[Entries from an annotation dataset]
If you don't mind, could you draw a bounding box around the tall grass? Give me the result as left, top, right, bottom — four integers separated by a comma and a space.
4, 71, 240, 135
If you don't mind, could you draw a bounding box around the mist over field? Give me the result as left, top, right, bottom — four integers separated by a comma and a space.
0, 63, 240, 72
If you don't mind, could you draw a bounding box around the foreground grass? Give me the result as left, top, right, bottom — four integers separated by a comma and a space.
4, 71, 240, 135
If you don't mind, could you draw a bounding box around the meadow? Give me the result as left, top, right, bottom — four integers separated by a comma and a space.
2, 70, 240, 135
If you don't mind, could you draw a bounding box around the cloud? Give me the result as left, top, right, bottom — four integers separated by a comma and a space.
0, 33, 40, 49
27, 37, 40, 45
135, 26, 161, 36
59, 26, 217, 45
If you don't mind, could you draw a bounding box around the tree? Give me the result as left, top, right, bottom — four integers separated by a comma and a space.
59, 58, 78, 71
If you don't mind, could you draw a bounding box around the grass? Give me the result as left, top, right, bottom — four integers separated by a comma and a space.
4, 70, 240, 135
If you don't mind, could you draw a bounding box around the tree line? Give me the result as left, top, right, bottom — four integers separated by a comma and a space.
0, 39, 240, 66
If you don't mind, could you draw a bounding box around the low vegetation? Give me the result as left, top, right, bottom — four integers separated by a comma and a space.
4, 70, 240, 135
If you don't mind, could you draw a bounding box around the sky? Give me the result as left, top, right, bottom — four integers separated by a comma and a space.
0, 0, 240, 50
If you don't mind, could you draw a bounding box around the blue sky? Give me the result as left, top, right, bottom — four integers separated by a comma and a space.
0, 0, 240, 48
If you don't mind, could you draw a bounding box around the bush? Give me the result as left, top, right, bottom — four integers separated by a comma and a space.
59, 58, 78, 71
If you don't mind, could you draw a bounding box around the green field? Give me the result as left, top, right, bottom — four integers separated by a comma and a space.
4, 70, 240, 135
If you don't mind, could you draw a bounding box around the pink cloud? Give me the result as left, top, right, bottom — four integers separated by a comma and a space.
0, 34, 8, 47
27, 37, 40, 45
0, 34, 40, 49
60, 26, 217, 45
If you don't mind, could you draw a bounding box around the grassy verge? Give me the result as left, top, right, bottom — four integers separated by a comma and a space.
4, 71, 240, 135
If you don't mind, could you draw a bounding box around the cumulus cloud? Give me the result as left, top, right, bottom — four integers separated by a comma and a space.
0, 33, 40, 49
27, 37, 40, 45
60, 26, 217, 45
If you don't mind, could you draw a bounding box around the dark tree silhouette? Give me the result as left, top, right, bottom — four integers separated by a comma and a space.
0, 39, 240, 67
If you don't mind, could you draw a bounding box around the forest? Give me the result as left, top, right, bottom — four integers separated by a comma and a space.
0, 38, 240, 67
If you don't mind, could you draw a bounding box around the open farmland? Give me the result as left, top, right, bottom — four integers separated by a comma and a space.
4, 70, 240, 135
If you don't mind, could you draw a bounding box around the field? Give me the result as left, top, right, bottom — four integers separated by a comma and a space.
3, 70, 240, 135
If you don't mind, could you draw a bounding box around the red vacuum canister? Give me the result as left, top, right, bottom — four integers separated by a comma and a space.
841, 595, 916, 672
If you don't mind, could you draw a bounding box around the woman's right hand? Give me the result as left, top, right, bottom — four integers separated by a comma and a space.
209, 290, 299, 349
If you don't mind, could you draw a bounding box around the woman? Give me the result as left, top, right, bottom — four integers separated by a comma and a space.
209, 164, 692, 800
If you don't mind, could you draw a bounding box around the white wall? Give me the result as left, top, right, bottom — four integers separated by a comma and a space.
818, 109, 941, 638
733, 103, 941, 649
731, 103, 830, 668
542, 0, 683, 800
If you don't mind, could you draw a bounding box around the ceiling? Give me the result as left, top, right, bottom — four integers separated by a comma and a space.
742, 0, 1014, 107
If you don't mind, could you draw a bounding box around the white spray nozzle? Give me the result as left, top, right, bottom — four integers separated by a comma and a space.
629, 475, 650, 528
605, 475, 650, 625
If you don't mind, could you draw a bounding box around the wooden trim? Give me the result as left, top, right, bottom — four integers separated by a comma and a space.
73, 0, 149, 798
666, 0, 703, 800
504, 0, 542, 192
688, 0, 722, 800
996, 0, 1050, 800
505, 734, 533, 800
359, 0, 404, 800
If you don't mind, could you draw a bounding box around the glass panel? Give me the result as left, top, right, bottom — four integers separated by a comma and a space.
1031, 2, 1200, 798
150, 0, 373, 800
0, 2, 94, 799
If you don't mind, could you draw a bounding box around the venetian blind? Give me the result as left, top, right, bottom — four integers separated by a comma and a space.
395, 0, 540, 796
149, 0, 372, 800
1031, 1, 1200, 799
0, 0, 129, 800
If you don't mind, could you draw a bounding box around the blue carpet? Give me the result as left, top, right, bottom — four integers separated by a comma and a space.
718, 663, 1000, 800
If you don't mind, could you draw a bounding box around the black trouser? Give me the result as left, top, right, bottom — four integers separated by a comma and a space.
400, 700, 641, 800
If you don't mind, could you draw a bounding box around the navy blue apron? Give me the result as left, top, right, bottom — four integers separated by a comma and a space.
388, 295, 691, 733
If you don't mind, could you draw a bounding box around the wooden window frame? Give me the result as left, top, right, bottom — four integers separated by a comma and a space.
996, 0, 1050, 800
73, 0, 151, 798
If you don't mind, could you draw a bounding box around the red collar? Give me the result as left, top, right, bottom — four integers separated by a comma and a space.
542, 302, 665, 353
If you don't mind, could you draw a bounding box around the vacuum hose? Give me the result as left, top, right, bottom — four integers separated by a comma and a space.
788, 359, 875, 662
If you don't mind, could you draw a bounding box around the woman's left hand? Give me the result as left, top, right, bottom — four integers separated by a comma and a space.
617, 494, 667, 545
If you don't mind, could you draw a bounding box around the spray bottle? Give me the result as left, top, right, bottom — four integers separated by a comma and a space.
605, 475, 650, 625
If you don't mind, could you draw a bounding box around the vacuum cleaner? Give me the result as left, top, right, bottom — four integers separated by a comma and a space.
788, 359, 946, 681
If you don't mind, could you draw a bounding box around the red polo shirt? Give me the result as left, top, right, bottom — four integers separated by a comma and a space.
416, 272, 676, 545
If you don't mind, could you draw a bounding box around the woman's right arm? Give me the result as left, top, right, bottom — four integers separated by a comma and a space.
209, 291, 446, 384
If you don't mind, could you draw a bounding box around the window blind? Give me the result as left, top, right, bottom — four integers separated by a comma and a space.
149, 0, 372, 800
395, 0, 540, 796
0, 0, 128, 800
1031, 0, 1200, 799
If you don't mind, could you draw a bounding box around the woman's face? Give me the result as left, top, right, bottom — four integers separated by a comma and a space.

==

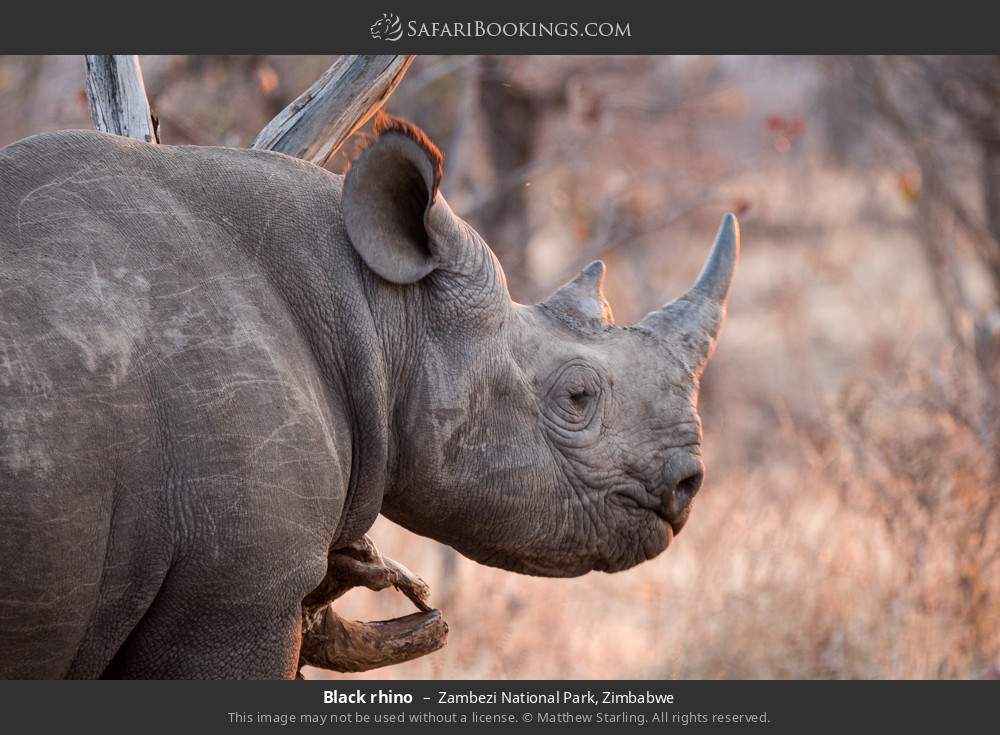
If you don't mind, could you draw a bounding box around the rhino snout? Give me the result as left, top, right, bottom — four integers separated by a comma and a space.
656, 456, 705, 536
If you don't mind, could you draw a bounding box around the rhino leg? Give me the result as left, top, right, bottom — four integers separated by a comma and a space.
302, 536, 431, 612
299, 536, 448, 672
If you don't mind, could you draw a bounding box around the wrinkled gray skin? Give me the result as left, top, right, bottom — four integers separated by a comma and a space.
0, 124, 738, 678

* * *

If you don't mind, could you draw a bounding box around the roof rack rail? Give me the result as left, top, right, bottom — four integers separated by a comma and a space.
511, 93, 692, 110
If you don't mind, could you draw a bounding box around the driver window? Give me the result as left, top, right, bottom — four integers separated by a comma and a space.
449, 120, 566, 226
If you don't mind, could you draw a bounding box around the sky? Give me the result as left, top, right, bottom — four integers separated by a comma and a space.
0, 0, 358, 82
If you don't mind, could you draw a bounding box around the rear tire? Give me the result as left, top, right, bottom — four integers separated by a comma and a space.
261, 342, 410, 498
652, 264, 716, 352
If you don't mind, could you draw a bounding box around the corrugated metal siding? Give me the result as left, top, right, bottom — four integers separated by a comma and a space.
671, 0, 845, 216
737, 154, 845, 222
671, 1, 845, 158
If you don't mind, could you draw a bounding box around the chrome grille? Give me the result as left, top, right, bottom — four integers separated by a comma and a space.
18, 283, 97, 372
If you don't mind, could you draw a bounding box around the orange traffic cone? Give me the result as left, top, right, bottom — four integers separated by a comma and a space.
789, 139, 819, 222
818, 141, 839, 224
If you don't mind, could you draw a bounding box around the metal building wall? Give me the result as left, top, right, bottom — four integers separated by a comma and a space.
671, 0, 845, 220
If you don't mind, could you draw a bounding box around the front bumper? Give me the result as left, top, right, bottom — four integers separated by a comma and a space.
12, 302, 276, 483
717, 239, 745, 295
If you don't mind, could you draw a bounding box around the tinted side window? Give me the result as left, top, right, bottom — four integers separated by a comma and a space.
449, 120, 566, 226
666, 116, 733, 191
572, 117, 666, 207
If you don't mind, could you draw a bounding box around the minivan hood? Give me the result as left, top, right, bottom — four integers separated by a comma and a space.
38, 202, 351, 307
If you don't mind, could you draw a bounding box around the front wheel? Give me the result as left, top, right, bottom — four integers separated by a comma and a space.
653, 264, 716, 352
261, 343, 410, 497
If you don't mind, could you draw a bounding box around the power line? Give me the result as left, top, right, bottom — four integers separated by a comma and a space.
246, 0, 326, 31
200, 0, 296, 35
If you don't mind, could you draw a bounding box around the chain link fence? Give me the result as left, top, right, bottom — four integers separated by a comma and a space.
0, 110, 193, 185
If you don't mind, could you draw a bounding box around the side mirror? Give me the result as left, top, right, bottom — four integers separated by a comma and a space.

### Requirements
Rewrite the records starting with the line that contains "around the tall" and going on through the line that contains "0, 0, 240, 48". Change every "four integers" to "four whole numbers" and leave everything else unchanged.

### Answer to this task
If you don't mind, could you draw a bounding box around the tall grass? Give me the result as left, top, right, bottom — four whole numbers separated by a comma and a space.
4, 71, 240, 135
If you don't mind, could you draw a bounding box around the mist over field? Give me the result as left, top, right, bottom — four whole numbers separated by a comma and a space.
0, 63, 240, 72
If you don't mind, could you draw a bounding box around the foreground grass? Give me the result as left, top, right, bottom — four whole numbers separated by a comma and a space.
4, 71, 240, 135
If you don't mind, could you draw a bounding box around the meadow? Give me the result as left, top, right, bottom — four whole numbers separated by a comma and a space.
2, 70, 240, 135
If you don't mind, could you draw a bounding box around the cloud? Give me the result as left, top, right, bottom — four whole numbers separated by a comma and a space.
0, 33, 40, 49
27, 37, 40, 45
135, 26, 161, 36
59, 26, 217, 45
If you don't mind, could you draw a bounding box around the tree? Give me the result as left, top, right, bottom — four whole numbers separated by a comma and a space.
59, 58, 78, 71
If you don't mind, could you draw a bounding box around the grass? Give me the result as left, top, right, bottom — four whole numbers separated by a comma and a space.
4, 70, 240, 135
If you don't mind, could you draw a bounding box around the tree line? Give me the result as left, top, right, bottom — four whole numbers separated by a comma and a space.
0, 39, 240, 66
If you don't mind, could you draw a bounding box around the low vegetation? Give me the result as left, top, right, bottom — four whole numbers separated by a comma and a space.
4, 70, 240, 135
If you don't mind, could you draw a bounding box around the sky? Give me the result as left, top, right, bottom — four whole numbers separated by a comma and a space.
0, 0, 240, 50
If you don't mind, could you draw a bounding box around the blue sky? Give me the result as left, top, right, bottom — four whole numbers separated by a comma and a space.
0, 0, 240, 48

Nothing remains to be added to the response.